§ **EXERCISE REQUIREMENTS**:
All the data below goes into the copy word for word, but the pictures don't.

§ **THE DATA**:

************

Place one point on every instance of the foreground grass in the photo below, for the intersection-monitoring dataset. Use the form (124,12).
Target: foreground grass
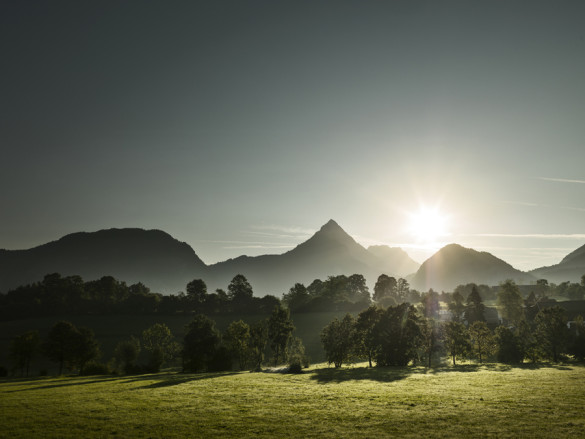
(468,401)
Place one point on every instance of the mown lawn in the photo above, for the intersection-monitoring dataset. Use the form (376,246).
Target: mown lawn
(468,401)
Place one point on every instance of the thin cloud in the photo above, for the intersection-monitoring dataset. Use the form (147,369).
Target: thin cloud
(287,230)
(258,246)
(532,235)
(562,180)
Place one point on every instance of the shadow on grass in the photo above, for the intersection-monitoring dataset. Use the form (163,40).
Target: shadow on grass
(175,379)
(390,374)
(164,379)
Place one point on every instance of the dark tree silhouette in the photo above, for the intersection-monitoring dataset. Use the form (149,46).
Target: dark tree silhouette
(510,303)
(160,344)
(551,331)
(237,339)
(258,340)
(456,340)
(508,346)
(126,353)
(365,332)
(338,339)
(280,328)
(200,343)
(474,309)
(456,306)
(481,339)
(70,346)
(196,293)
(398,335)
(23,348)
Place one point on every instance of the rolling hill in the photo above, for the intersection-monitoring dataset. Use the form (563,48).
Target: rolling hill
(454,265)
(166,265)
(330,251)
(152,257)
(571,268)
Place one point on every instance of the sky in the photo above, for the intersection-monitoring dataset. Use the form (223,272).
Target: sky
(241,127)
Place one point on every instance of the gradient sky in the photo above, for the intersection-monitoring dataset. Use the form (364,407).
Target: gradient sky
(241,127)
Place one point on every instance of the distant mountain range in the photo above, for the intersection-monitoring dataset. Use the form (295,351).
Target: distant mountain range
(571,268)
(166,265)
(152,257)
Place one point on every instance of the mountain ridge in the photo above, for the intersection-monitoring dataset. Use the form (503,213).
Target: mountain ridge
(454,264)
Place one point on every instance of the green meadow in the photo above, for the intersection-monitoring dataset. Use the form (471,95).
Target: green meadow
(545,401)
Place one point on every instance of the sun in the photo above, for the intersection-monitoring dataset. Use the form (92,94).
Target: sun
(428,225)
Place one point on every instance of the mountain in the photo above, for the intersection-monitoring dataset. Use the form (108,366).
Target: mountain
(330,251)
(454,265)
(396,258)
(133,255)
(571,268)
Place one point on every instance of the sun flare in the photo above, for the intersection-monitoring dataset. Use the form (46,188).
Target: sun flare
(428,225)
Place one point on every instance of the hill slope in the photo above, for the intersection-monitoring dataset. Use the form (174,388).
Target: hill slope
(454,265)
(330,251)
(571,268)
(133,255)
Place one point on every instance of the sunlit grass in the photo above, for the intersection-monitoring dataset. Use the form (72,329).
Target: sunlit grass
(469,401)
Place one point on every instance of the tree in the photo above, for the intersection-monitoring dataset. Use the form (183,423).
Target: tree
(577,344)
(474,309)
(126,353)
(297,359)
(508,346)
(200,343)
(160,344)
(23,348)
(398,335)
(357,289)
(196,292)
(86,348)
(402,290)
(430,304)
(296,298)
(510,303)
(338,340)
(237,338)
(430,338)
(385,290)
(456,306)
(481,340)
(69,346)
(456,339)
(365,335)
(280,328)
(551,331)
(240,290)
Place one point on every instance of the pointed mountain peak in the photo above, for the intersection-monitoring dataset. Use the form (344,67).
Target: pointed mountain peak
(330,226)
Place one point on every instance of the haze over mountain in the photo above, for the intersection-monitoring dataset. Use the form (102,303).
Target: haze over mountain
(152,257)
(571,268)
(454,265)
(330,251)
(166,265)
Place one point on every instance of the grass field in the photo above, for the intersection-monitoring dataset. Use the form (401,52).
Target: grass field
(466,401)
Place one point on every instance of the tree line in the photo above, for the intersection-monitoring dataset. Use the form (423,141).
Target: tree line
(402,334)
(203,348)
(59,295)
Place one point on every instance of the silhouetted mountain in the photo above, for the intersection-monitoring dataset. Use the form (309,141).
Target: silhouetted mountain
(454,265)
(396,258)
(571,268)
(330,251)
(133,255)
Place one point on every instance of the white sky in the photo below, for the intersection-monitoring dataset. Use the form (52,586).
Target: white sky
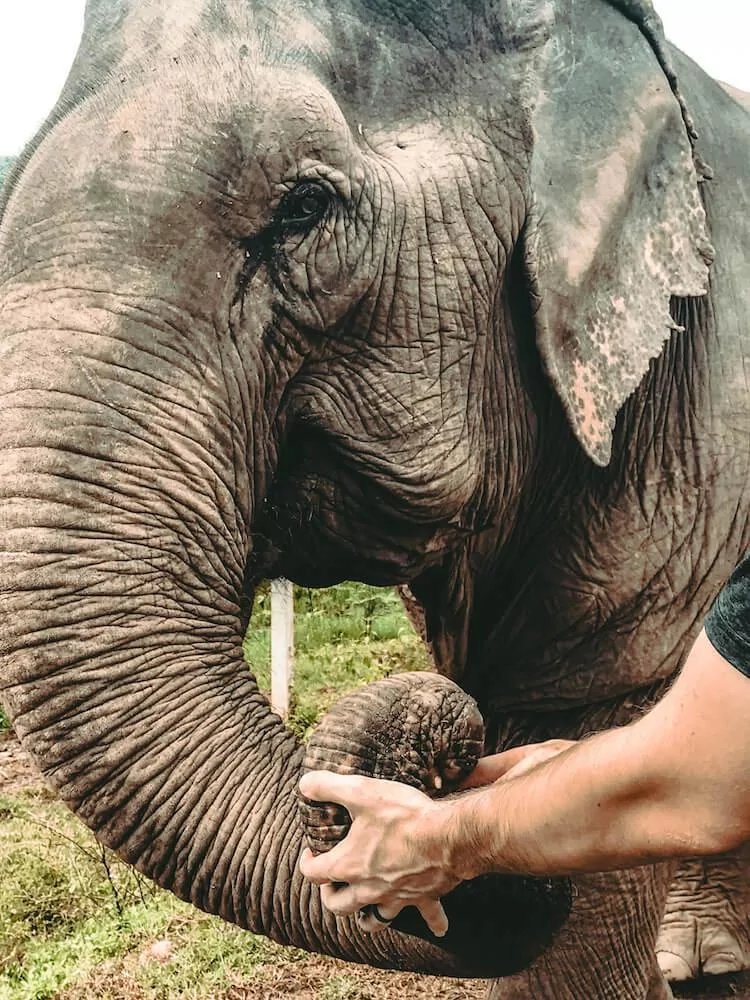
(38,39)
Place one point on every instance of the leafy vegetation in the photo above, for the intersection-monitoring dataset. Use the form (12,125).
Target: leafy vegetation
(77,924)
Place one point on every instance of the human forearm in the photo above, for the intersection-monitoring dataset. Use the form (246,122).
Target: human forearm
(584,810)
(672,784)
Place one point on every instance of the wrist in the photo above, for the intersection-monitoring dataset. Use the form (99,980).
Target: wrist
(465,835)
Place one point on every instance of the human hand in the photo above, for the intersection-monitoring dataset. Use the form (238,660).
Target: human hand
(515,762)
(395,853)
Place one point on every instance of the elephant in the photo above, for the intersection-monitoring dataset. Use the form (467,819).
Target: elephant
(450,296)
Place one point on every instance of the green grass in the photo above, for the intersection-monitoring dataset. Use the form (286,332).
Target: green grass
(77,924)
(344,636)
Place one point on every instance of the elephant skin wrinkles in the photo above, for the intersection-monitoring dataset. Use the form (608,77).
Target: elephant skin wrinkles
(426,294)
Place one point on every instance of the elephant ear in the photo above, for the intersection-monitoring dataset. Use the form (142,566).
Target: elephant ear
(618,225)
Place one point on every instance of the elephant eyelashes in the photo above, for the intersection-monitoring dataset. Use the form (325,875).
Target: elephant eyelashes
(303,207)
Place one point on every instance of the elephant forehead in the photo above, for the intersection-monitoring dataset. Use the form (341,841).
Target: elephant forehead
(258,32)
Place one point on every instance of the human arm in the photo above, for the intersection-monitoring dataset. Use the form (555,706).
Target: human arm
(674,783)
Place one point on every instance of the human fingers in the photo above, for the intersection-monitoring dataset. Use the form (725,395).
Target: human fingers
(516,760)
(344,899)
(350,790)
(540,754)
(433,915)
(316,868)
(496,766)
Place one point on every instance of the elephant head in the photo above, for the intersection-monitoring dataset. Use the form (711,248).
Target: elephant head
(298,288)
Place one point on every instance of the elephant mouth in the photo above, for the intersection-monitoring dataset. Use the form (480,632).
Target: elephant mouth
(321,538)
(327,519)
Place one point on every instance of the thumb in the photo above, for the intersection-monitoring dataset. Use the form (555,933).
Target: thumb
(326,786)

************

§ **FINISHED ANSWER**:
Place one point on every instance of the foreground grass in the photo below, for the intersection-monitoring dataset. Use the form (124,12).
Target: foreground grass
(468,401)
Place one point on every instance of the mown lawn in the photo above, for the intersection-monitoring dataset. Use the form (376,246).
Target: mown lawn
(468,401)
Place one point on every instance of the thin cloud in the photo above, for the intersection-monitoring dataset. Use the form (147,369).
Target: thin cloud
(287,230)
(258,246)
(532,235)
(562,180)
Place one point on every instance of the shadow on grass in the photo above, for the intersection-monitoring dataset. Use the form (163,40).
Target: shadow on grass
(175,379)
(390,374)
(164,379)
Place one point on every instance of the dark tree silhouette in the photo above, for the intersection-monitoring dataset. Use the form (149,46).
Target: dark tree silhouette
(510,303)
(160,344)
(551,331)
(237,339)
(258,340)
(456,340)
(508,346)
(126,353)
(365,332)
(338,339)
(280,328)
(200,343)
(474,309)
(456,306)
(481,339)
(70,346)
(196,293)
(398,335)
(23,348)
Place one point on every instance of the rolling hill in the photo above, for the intersection-monitoring dataset. Use the form (563,48).
Target: rolling hill
(454,265)
(166,265)
(330,251)
(152,257)
(571,268)
Place one point on every instance of the sky in the photo above, for the intersection-monitoring dataset. Use the form (223,272).
Target: sky
(241,127)
Place one point on every instance of the gradient sky in the photo above, for the intersection-monitoring dataset. Use the form (364,407).
Target: gradient sky
(241,127)
Place one point on every instance of the distant mountain range in the photo above, for the intersection-monitoring dataset. Use the form (295,351).
Target: distant mountain range
(571,268)
(166,265)
(152,257)
Place one point on every instance of the mountain ridge in the photo above, for the intersection-monitoring dataset. Use the form (503,213).
Target: mountain ridge
(454,264)
Place one point on every instance of the green meadow in the photo above, for the intersection-monitoring dataset. Use the form (471,95).
Target: green meadow
(545,401)
Place one point on every instance of the sun in the photo above, for the intersection-monitoring dataset. Use the form (92,94).
Target: sun
(428,225)
Place one point on every instance of the mountain in the photo above, for the intersection-monitoring dataset. Use the form (108,366).
Target: mountain
(330,251)
(454,265)
(396,258)
(133,255)
(571,268)
Place one point on every instance of the sun flare in the photo above, for the intersection-monitoring dataset. Use the form (46,188).
Target: sun flare
(428,225)
Place one point on every instance of the hill slope in the photo above, for the intersection-monitoring dataset. Use the form (174,388).
Target: hill slope
(454,265)
(330,251)
(571,268)
(133,255)
Place one point on every instance of the sunlit grass in the photo above, for the intersection-monitoring dataset. Use the form (72,329).
Target: sunlit grass
(469,401)
Place one point on every instance of the tree in the photo above, for the intersection-monitoring dataset. Use the form (183,423).
Target: tree
(577,344)
(474,309)
(126,353)
(297,359)
(508,346)
(200,343)
(160,344)
(23,348)
(398,335)
(357,289)
(196,292)
(86,348)
(402,290)
(430,304)
(296,298)
(510,303)
(338,340)
(237,338)
(430,338)
(385,290)
(456,306)
(481,340)
(69,346)
(456,339)
(365,335)
(280,328)
(551,331)
(240,290)
Place one point on every instance of the pointed mountain peak in the photo above, for the intersection-monitoring dataset. Use the form (344,67).
Target: pointed mountain peak
(330,226)
Place one point on every instance of the haze over mountain in the photo above, for the intersection-monitoring dataset. Use the form (102,303).
Target: haze over mountain
(152,257)
(571,268)
(454,265)
(330,251)
(166,265)
Place one point on every instance of the grass field in the photo above, for the intersection-monitoring dataset. Use the form (401,52).
Target: grass field
(466,401)
Place one point on every instance of the tree line in the photo above, for the intersection-monitoring dataset. Use the form (423,141).
Target: tree line
(402,334)
(203,348)
(59,295)
Place one point on every instance of the silhouetted mountain in the photo above, for the intersection-monitoring dataset. Use the form (309,141).
Target: silhouetted mountain
(454,265)
(396,258)
(571,268)
(330,251)
(133,255)
Place one point on every instance of the white sky in the photo below, for the intersection-monitoring dataset. Use the form (52,586).
Target: white sky
(38,39)
Place one point on every instance of the leafy vegetation in the photo above, for the intersection-monitoring dataset. Use the form (12,125).
Target: leafy vegetation
(77,924)
Place one point on every instance of the human forearm in the photo above, for the intersection-monitoring dataset. Use the form (246,122).
Target: human forearm
(584,810)
(672,784)
Place one point on every instance of the wrist in the photo above, for the intersection-monitoring dataset. Use the form (99,980).
Target: wrist
(465,835)
Place one point on every instance of the human hand in the photo above, for the intersection-monitoring dataset. Use the form (238,660).
Target: human hand
(515,762)
(395,853)
Place one point on every instance of the elephant in the photo above, for the intersection-monitoring dataset. Use the form (467,819).
Target: elephant
(450,296)
Place one point on every instance of the green grass in the photo above, for the intersection-monitoring dataset. Use the form (286,332).
Target: green grass
(77,924)
(344,636)
Place one point on every instance of the elephant skin wrinkles in the photo above, for the intersection-monitoring dataset. Use the form (608,77).
Target: elephant skin wrinkles
(426,294)
Place one point on every instance of the elephant ear in the photo above, for the intersection-monitoring dataset. Use the form (142,566).
Target: elephant ear
(618,225)
Place one point on every instance of the elephant eyelashes in the photo above, for the intersection-monitoring dataset. Use the form (325,875).
Target: elephant eyelashes
(303,207)
Place one point on every instance of the elephant forehead in the photo above, for the intersection-monitoring dataset. Use the form (341,841).
Target: elephant forehead
(258,32)
Place one point on every instance of the human arm in the photo above, for the intersection-monitoring dataset. Use the form (555,706).
Target: human arm
(674,783)
Place one point on every instance of the human fingers in the photo above, for the intersection-monitoring dataset. Use the form (725,395).
Target: human fingers
(516,760)
(344,899)
(350,790)
(540,754)
(433,915)
(316,868)
(496,766)
Place one point on every instance of the elephant head in the photo above, for the intersection-monitoring dataset. Use the form (711,248).
Target: elephant head
(298,288)
Place one point on every instance of the elephant mouth in the photo above, for the intersection-monitoring dataset. Use the form (480,632).
Target: elephant mouth
(321,538)
(327,519)
Place one point on every instance of the thumb in the photo above, for the intersection-monitoring dataset. Use the form (555,933).
Target: thumb
(326,786)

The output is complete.